Meet Parker

Parker is described as a sweet boy with chubby cheeks, full lips, and a snuggly little body. “He radiated goodness and love all the time,” says his mom, Alissa. 

When Alissa and Anthony found out they were expecting, they were excited to grow their family, which already included their 2-year-old daughter, Hadley. Ultrasounds during the pregnancy showed signs of arthrogryposis, a condition characterized by multiple joint contractures. They knew this meant Parker would face challenges, but were not prepared for what was to come.

Parker came into the world on January 12, 2018 not breathing and needed to be resuscitated, a frightening moment for Alissa and Anthony. He was admitted to the NICU, his fragile body supported by a breathing tube in his trachea. At three months old, doctors diagnosed him with a rare condition caused by a CACNA1E gene mutation. He stayed in the NICU for his first five months of life.

In May, his parents were able to bring their little boy home. Parker needed around the clock care, but the family started to settle into somewhat of a routine. Parker was able to take breaks from the breathing tube, was starting to look around the room, and even started rolling. But life for the Grafs was far from routine. Parker’s health was still very fragile, and he was in and out of the hospital for more than a dozen stays.  

In August, when Parker was seven months old, he started having seizures. It was at that point, Alissa says, when things took a turn for the worse. “He wasn’t able to be off his ventilator at all any more, and was on a number of medications for pain and seizure control.” The Grafs enrolled Parker in hospice, and a hospital social worker told them about Crescent Cove. At that point they hadn’t thought much about end-of-life care, but learning about Crescent Cove gave them a sense of what they needed.

Parker and his family arrived at Crescent Cove in December 2018. At only 11 months old, Parker was dying. Knowing he would not reach his first birthday, the staff and volunteers orchestrated a superhero-themed party. Family and friends gathered to celebrate the life of their sweet little boy. After the party, the family spent their last night together at Crescent Cove, and the next day removed his breathing tube. Shortly after, Parker died peacefully in the arms of his loving parents.

Parker was the first child to die at Crescent Cove, news that was surprising to the Grafs who praised the staff and volunteers for their role in his final days. “I would never have guessed he was the first,” says Alissa. “They knew exactly what to do for him at all times, and they knew exactly what we needed. They cared for him in a way nobody else did.”

[Entries shown]
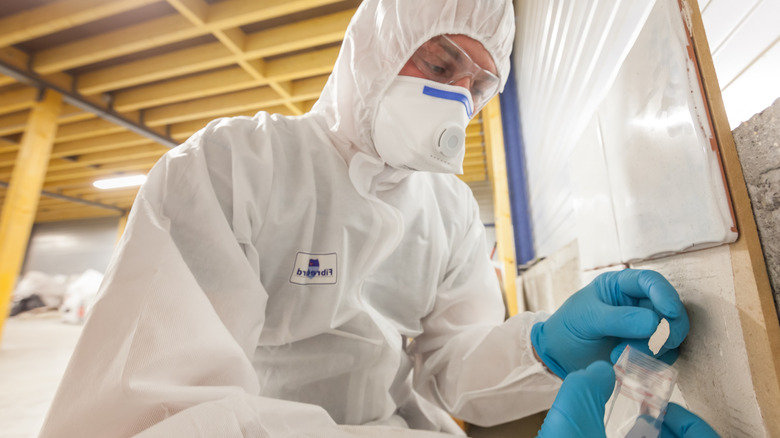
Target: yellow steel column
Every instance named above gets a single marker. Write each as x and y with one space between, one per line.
121 226
494 145
24 191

[What to do]
A: Copy the passage of the story about Parker starting with "When Alissa and" and going on through "was to come.".
B: In the story about Parker, for how long did Parker stay in the NICU after he was born?
C: According to the story about Parker, why did the staff and volunteers at Crescent Cove hold a superhero-themed party?
Rely only on the story about Parker for every answer.

[Results of the tasks]
A:
When Alissa and Anthony found out they were expecting, they were excited to grow their family, which already included their 2-year-old daughter, Hadley. Ultrasounds during the pregnancy showed signs of arthrogryposis, a condition characterized by multiple joint contractures. They knew this meant Parker would face challenges, but were not prepared for what was to come.

B: He stayed in the NICU for his first five months of life.

C: Parker was 11 months old and dying, and the staff and volunteers knew he would not reach his first birthday. They organized the party so family and friends could gather and celebrate his life.